__Problem description__
Could you resume the comparison of TV family sitcoms after its last line, "The Brady Bunch: They don't."?

The Bradys: Ritual hugging
Married…With Children: ”Oh, great.”
Thirtysomething: ”Of course I’m happy for you. Really. But what about me? Why does it always have to be about you?
The Flintstones: ”Yabba-dabba doo

Expression Of Rage

The Brady Bunch: ”Hmmm…”
The Bradys: ”If you back away from something you really want, then you’re a quitter!” (the angriest any Brady has ever been)
Married…With Children: ”Aaagh, God, take me from this miserable life!”
Thirtysomething: ”I’m not angry, OK?”
The Flintstones: ”Willllmaaaa!”

Typical Problem
The Brady Bunch: Marcia and her rival both want to be the prom queen.
The Bradys: Bobby gets paralyzed.
Married…With Children: Al doesn’t buy his family Christmas presents.
Thirtysomething: Nancy gets cancer.
The Flintstones: Fred and Barney are staying out too late.

Typical Solution
The Brady Bunch: The prom committee decides to have two queens.
The Bradys: Bobby gets married.
Married…With Children: They hate him.
Thirtysomething: If only we knew…
The Flintstones: Wilma and Betty decide to follow them.

House Style
The Brady Bunch: Conservative but mod, circa ’69
The Bradys: Conservative but mod, circa ’90
Married…With Children: Roach motel
Thirtysomething: Enviable
The Flintstones: Suburban cave

Clothing Style
The Brady Bunch: Early Osmonds
The Bradys: Made in the USA
Married…With Children: Flammable fabrics
Thirtysomething: Eclectic earth tones; nice ties
The Flintstones: One-piece

Most Annoying Character
The Brady Bunch: Alice’s cousin Emma, the substitute housekeeper (too strict)
The Bradys: Marcia’s husband, Wally (chronically unemployable)
Married…With Children: Steve (supercilious)
Thirtysomething: Ellyn (goes through Hope’s drawers, babbles, changes hairstyle every other week, generally mistreats her friends)
The Flintstones: Mr. Slate (bossy)

Attitude Toward Sex
The Brady Bunch: Never heard of it
The Bradys: Omigod — even Cindy does it!
Married…With Children: Peg: Yes. Al: No.
Thirtysomething: They didn’t get all those kids by accident.
The Flintstones: Prehistoric

How Spouses Fight
The Brady Bunch: They don’t.

__Extracted information__
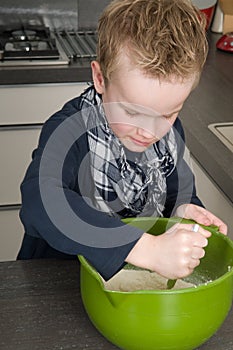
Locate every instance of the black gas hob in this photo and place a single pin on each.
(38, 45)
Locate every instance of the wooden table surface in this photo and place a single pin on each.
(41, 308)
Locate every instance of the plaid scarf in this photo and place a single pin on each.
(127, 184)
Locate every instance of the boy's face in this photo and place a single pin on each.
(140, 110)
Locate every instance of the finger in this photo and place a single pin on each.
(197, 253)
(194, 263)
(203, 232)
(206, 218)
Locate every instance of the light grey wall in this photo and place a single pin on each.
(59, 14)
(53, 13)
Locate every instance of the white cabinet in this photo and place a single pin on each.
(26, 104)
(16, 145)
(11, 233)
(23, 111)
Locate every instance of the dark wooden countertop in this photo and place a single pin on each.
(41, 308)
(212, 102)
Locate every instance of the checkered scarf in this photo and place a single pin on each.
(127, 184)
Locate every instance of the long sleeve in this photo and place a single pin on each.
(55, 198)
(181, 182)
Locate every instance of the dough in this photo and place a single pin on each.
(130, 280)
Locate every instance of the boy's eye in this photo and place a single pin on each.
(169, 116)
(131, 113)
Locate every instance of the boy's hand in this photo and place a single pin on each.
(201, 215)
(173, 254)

* * *

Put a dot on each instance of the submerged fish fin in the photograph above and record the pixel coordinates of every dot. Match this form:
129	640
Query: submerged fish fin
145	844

__Answer box__
The Bradys: Infrequently, but it happens
Married…With Children: Tooth and nail
Thirtysomething: They stop talking
The Flintstones: Fred and Barney go bowling while Wilma and Betty max out their charge cards.

How Kids Get Into Trouble
The Brady Bunch: Greg takes a puff of a cigarette.
The Bradys: Carol’s grandson steals her business cards and sticks them in the spokes of Bobby’s wheelchair.
Married…With Children: By committing felonies
Thirtysomething: Ethan plays with a forbidden toy rocket.
The Flintstones: They don’t.

How They’re Punished

The Brady Bunch: ”It’s not what you did, honey — it’s that you couldn’t come to us.”
The Bradys ”Next time, ask.”
Married…With Children: By the authorities
Thirtysomething: It blows up in his face.
The Flintstones: They’re not.

What Family Does For Fun
The Brady Bunch: Takes special three-part vacations to Hawaii and the Grand Canyon
The Bradys: Has flashbacks
Married…With Children: Exchanges insults
Thirtysomething: Talks
The Flintstones: Attends showings of The Monster at the Bedrock Drive-In

Unsolved Mysteries
The Brady Bunch: How exactly did Carol’s first husband and Mike’s first wife die?
The Bradys: What’s with Marcia’s new face and Bobby’s blonde hair
Married…With Children: What kind of hair spray does Peg use?
Thirtysomething: Why did Nancy take Elliot back? What do Gary and Susanna see in each other?
The Flintstones: How does Barney’s shirt stay on if he has no shoulders? Where do Fred and Wilma plug in their TV?

Worst Behavior
The Brady Bunch: The Brady children once made Alice feel under-appreciated.

The Bradys: Marcia’s son Mickey watches Bobby’s car-crash tape for fun.
Married…With Children: The Bundy’s kill their neighbor’s dog.
Thirtysomething: Elliot has an affair and talks about it.
The Flintstones: Characters don’t wear under-clothes.

Best Reason To Watch
The Brady Bunch: This is what life should be.
The Bradys: They’re all grown-ups now!
Married…With Children: Terry Rakolta hates it.
Thirtysomething (Tie) This is your life. This isn’t your life.
The Flintstones: This is what life might have been.

Best Reason Not To Watch
The Brady Bunch: Blurred vision from rerun overdoses.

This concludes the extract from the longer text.